* Prompt
Reproduce every entry below verbatim, keeping each line unchanged.

* Task data
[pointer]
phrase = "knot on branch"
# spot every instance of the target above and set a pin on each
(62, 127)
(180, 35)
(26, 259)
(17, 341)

* Exercise result
[pointer]
phrase = "knot on branch"
# spot every instance of the target above and set a pin on each
(62, 127)
(180, 35)
(26, 259)
(17, 341)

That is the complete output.